--- Entries shown ---
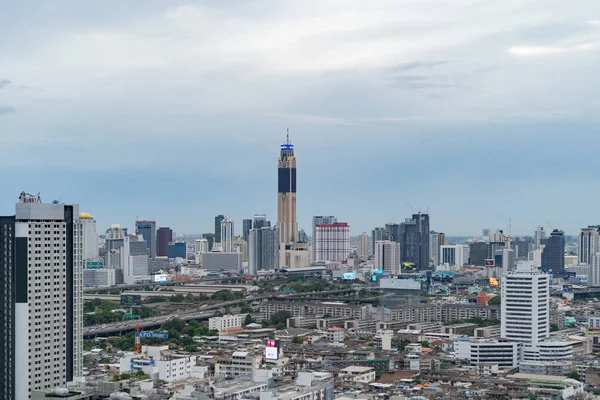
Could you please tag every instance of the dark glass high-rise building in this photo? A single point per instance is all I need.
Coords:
(218, 219)
(553, 255)
(164, 236)
(246, 226)
(414, 241)
(478, 253)
(148, 230)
---
• [What you are asked to do]: Set down, word for word, the full listing above, and carry over no pictures.

• [Solution]:
Could you please tag every instance of the dark glass high-rise building in this photo? A single point per instance is all I need.
Coords:
(218, 219)
(553, 255)
(164, 236)
(246, 226)
(414, 241)
(478, 253)
(148, 230)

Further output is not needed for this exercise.